## Input
-- begin --

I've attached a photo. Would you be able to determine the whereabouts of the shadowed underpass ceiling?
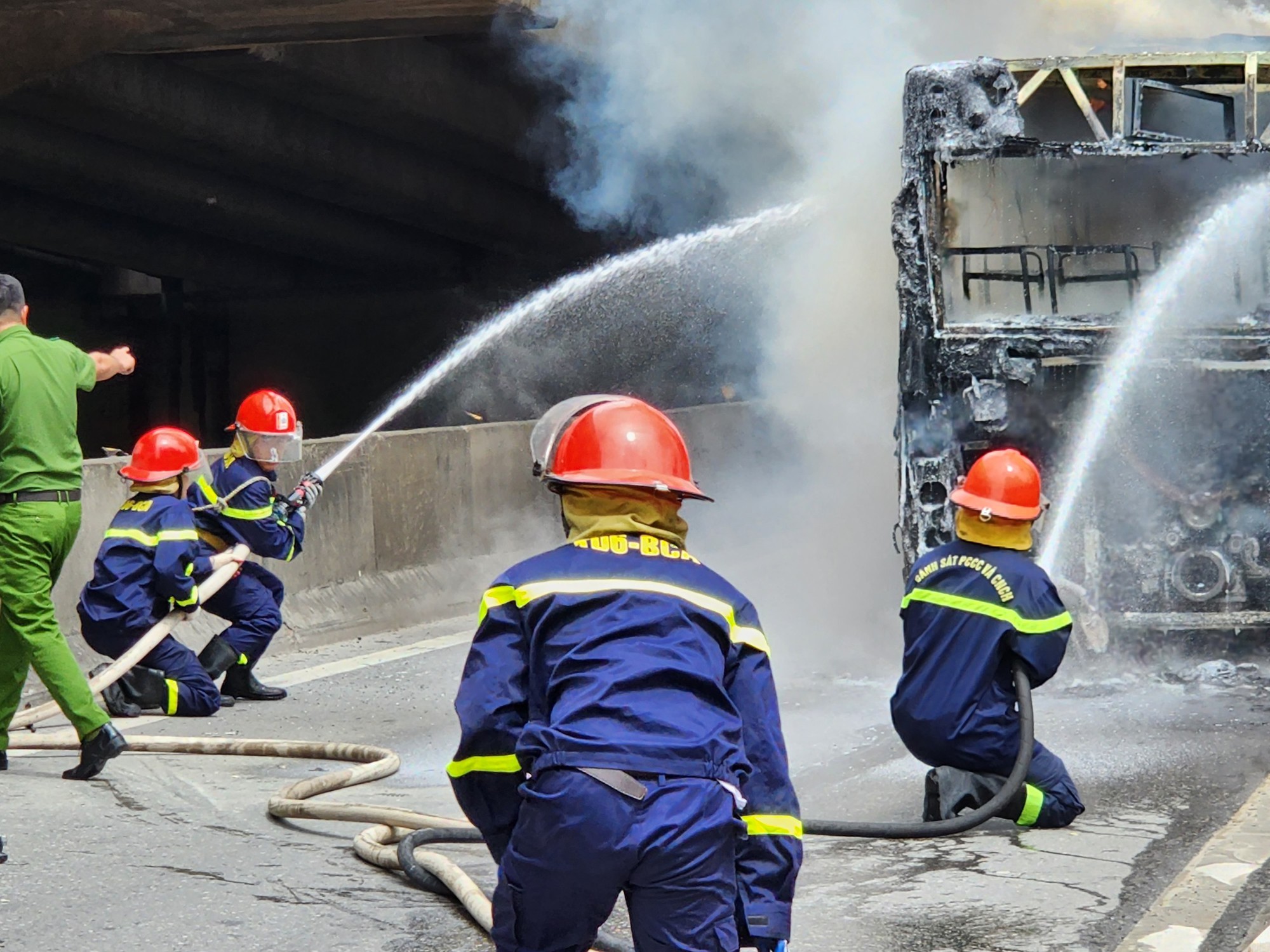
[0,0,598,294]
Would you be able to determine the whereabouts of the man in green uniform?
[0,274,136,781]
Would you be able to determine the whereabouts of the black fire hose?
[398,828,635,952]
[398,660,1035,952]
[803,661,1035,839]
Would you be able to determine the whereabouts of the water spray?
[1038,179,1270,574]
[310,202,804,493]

-- end --
-- begin --

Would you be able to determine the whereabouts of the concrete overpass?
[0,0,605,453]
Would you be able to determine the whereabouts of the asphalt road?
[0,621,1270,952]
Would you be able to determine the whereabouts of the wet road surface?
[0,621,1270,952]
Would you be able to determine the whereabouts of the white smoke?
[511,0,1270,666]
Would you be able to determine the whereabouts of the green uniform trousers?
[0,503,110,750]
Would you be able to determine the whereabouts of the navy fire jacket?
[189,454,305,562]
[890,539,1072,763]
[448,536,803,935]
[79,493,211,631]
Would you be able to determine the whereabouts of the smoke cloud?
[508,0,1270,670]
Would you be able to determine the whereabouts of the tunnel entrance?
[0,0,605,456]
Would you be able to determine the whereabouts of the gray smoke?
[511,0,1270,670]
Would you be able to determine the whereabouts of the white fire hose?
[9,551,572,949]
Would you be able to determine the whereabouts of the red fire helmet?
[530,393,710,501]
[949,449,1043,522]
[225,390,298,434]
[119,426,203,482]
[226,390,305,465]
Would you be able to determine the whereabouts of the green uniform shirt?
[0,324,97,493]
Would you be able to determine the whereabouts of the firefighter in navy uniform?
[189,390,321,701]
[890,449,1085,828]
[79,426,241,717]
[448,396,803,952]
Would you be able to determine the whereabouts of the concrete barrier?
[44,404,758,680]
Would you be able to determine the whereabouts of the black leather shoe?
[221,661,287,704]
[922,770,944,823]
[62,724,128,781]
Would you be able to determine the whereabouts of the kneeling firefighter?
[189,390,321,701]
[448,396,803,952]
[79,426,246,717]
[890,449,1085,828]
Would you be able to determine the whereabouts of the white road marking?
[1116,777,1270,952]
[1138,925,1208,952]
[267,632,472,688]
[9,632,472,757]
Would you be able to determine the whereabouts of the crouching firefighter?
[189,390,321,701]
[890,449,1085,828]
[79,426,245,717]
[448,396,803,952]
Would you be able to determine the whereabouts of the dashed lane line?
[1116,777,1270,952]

-- end --
-- begin --

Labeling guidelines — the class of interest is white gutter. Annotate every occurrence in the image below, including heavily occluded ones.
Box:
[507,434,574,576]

-- end --

## Problem requirements
Return each line of the listing above that contains the word "road".

## Response to this task
Would you be able to determine the whereabouts of the asphalt road?
Would you be able to determine the whereabouts of the wet road surface?
Would you be able to determine the whereabouts of the white road marking?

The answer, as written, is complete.